[start]

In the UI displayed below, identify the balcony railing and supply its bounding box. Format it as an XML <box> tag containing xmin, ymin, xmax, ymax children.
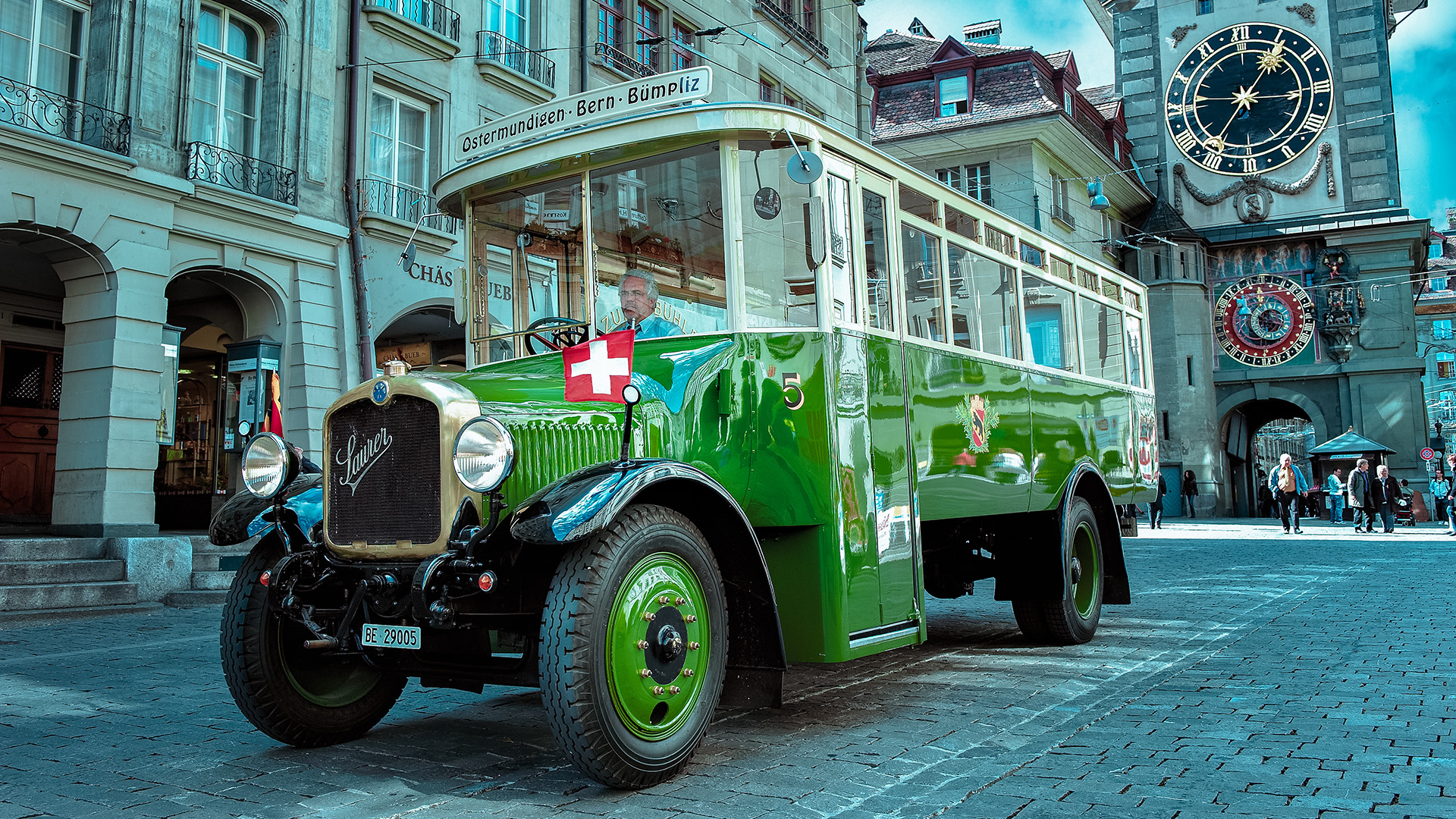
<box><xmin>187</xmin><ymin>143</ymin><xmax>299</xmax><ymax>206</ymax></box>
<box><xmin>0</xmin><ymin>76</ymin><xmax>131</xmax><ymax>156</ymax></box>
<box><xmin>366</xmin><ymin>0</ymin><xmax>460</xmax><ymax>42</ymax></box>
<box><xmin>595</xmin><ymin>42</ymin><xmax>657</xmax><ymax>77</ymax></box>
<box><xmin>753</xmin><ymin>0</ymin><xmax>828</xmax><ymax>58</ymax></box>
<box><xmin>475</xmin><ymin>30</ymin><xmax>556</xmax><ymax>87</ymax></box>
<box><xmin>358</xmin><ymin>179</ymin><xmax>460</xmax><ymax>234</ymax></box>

[end]
[start]

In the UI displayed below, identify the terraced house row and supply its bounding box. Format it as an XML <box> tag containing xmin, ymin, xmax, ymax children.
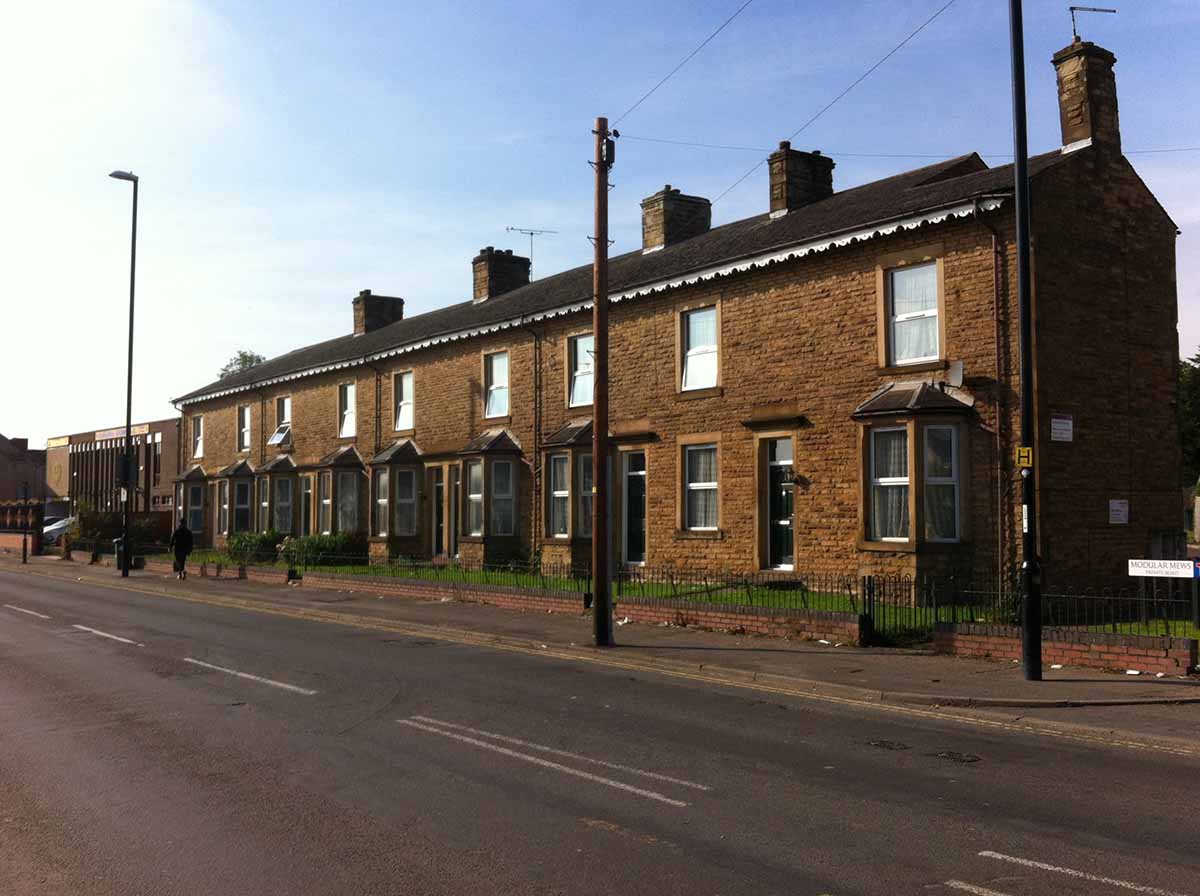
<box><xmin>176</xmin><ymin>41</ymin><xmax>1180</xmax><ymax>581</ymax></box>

[end]

**DIRECTIONS FOR THIS TASK**
Select each line of the records that contains the word "below" and copy those lines out in full.

**WRITTEN SOLUTION**
In the UI displayed below, identify the balcony railing and supply its bounding box. Format it as an XML <box> tag containing xmin, ymin, xmax, ymax children.
In the UI displayed below, identify the terraced house row and supply its bounding box. Format it as an XML <box> tag containing xmin, ymin, xmax, ymax children.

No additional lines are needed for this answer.